On 06/02/2015 12:51 PM, Stefano Stabellini wrote:
On Tue, 2 Jun 2015, Jan Beulich wrote:
On 02.06.15 at 17:11, <roger.pau@xxxxxxxxxx> wrote:
Hello,

The document describing the PVH interface was committed 9 months ago
[1], and since then there hasn't been any change regarding the
interface. PVH is still missing features in order to have feature parity
with pure PV, mainly:

  - DomU miration support.
  - PCI passthrough support.
  - 32bit support.
  - AMD support.

AFAICT however none of these features are going to change the current
ABI.

This your guess; I don't think there's any guarantee.

Let's make it a guarantee.


The more that talk was about making PVH uniformly enter the kernel in
32-bit mode.

What talk? IRL talks are irrelevant in this context. If it is not on the
list, it doesn't exist.

^^^^^^^^^^^^^^^^

→ REQUESTS
• a. In the PVH discussion, how long ago was the document describing the PVH interface committed?
• b. Please write the next part of the PVH discussion, picking up after its last line.
The material that comes after the PVH discussion is separate from it.

^^^^^^^^^^^^^^^^

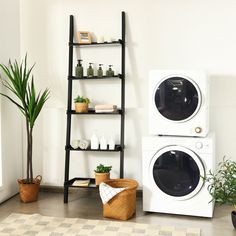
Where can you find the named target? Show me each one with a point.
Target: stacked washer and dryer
(180, 150)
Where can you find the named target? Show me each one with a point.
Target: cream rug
(23, 224)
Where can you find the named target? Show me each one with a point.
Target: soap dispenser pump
(79, 70)
(100, 71)
(110, 72)
(90, 71)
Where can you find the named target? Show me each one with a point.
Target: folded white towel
(105, 107)
(84, 144)
(107, 192)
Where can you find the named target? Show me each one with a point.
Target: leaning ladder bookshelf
(121, 112)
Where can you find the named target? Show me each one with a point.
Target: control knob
(198, 145)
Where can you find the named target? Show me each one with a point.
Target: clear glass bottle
(110, 72)
(100, 71)
(90, 70)
(79, 70)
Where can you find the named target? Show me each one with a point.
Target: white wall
(11, 129)
(183, 34)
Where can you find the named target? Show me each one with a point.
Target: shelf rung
(118, 42)
(70, 182)
(92, 112)
(119, 76)
(117, 149)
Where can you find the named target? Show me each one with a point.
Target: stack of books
(107, 108)
(81, 183)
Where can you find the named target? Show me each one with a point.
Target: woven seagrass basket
(123, 205)
(29, 192)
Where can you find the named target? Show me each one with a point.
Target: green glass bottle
(110, 72)
(79, 70)
(100, 71)
(90, 71)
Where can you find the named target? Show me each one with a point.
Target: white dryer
(178, 103)
(173, 168)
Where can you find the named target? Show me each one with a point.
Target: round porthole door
(177, 172)
(177, 98)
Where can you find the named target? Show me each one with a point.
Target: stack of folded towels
(105, 108)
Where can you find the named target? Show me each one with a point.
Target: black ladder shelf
(118, 148)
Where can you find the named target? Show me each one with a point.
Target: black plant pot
(233, 217)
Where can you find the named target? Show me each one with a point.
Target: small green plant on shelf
(222, 185)
(81, 104)
(102, 173)
(103, 169)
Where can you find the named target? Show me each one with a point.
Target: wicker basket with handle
(123, 205)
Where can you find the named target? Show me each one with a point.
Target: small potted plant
(81, 104)
(222, 185)
(102, 173)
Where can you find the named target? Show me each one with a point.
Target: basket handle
(38, 178)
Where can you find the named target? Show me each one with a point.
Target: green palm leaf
(19, 81)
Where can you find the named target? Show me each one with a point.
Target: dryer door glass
(176, 173)
(177, 98)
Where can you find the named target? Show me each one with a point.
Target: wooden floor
(86, 204)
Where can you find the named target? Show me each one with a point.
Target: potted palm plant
(81, 104)
(19, 81)
(222, 185)
(102, 173)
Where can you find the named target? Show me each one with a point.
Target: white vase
(94, 141)
(111, 144)
(103, 143)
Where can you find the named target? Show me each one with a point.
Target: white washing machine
(178, 103)
(172, 174)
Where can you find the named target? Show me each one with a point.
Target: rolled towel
(84, 144)
(105, 107)
(75, 143)
(107, 110)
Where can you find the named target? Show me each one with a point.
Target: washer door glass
(176, 172)
(177, 99)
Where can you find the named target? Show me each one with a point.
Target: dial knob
(198, 145)
(198, 130)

^^^^^^^^^^^^^^^^

→ ANSWERS GIVEN
• a. Nine months ago.

• b.
PCI passthrough might expand it, by adding new hypercalls, but I
don't think this should prevent us from marking the current ABI as
stable. ARM for example doesn't have PCI passthrough yet or migration
support, but the ABI has been marked as stable.

To that end, I would like to request the 64bit PVH ABI to be marked as
stable for DomUs. This is needed so external projects (like PVH support
for grub2) can progress.

Understandable, but no, not before all the fixmes in the tree got
dealt with.

What is your timeline for that? In fact does anybody have any timelines
for it?

We need to have a clear idea of what exactly needs to happen. We also
need to have confidence that is going to happen in a reasonable time
frame. At the moment we have some various mumblings about things, but we
don't have a clear breakdown of the outstanding work and names
associated with each work item.

Is anybody going to volunteer writing that todo list?

Are we going to be able to find enough volunteers with the right skills
to be confident that PVH is going to be out of "experimental" within a
reasonable time frame? It is clear that some of the clean-ups require an
hypervisor expert.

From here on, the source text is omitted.